- **What is asked**
Report every line in the rows below that contains the string "findAll", copying each such line in full. Case counts when matching.

- **Record list**
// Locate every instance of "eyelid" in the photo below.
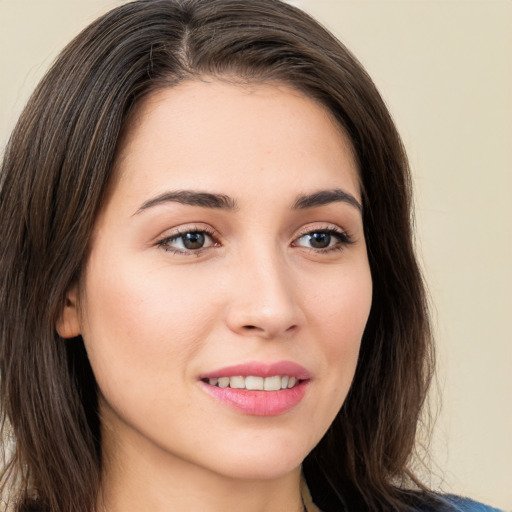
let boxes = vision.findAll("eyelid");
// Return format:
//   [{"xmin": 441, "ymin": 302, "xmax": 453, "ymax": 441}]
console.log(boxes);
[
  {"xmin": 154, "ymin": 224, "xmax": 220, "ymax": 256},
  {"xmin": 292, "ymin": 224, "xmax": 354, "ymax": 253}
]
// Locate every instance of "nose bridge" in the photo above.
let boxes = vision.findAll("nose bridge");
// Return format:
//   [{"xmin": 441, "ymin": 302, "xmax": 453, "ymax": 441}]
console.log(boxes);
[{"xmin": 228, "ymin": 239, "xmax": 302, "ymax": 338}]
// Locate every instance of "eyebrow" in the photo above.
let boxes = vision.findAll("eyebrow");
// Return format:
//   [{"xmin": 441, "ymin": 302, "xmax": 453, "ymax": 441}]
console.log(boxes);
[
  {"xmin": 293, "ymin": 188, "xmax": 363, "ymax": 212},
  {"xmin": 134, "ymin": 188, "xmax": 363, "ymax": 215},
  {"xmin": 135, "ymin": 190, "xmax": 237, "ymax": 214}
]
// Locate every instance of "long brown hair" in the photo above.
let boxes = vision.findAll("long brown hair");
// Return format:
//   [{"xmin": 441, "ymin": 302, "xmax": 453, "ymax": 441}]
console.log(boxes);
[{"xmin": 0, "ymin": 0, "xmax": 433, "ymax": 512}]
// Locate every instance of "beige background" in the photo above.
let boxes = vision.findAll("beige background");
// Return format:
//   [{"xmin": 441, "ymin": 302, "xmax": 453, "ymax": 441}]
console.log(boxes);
--
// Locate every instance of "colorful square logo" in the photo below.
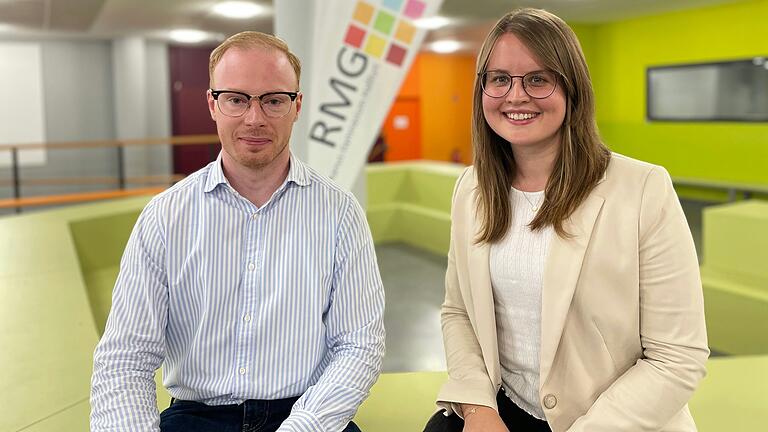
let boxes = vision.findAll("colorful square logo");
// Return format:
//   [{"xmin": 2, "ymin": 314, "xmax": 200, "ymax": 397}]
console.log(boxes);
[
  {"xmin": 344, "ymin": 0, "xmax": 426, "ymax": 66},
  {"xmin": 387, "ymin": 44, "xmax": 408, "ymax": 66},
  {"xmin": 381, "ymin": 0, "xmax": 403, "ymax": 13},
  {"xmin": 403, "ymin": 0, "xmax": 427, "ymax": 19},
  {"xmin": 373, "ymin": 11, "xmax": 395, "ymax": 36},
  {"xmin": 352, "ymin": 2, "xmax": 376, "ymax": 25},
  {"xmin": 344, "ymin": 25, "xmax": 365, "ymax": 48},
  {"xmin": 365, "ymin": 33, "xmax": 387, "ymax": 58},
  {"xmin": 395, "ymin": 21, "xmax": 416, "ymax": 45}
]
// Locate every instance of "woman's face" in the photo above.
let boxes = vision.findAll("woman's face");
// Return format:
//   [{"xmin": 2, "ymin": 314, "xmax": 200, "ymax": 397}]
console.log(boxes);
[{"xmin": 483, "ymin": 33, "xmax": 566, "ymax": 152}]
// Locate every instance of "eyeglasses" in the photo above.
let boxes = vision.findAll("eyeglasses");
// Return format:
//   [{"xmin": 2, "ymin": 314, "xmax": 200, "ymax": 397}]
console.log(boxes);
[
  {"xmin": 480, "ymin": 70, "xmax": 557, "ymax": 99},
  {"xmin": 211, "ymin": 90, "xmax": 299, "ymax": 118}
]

- **Completed task**
let boxes = vision.findAll("eyelid");
let boxes = vision.findAll("nose bridge");
let boxes = vision.findAll("eyebrow");
let boxes = vision.findAll("long brown hair");
let boxes = vision.findAll("beige background");
let boxes = vision.findAll("colorful square logo");
let boxes = vision.findAll("woman's face");
let boxes = vision.findAll("eyeglasses");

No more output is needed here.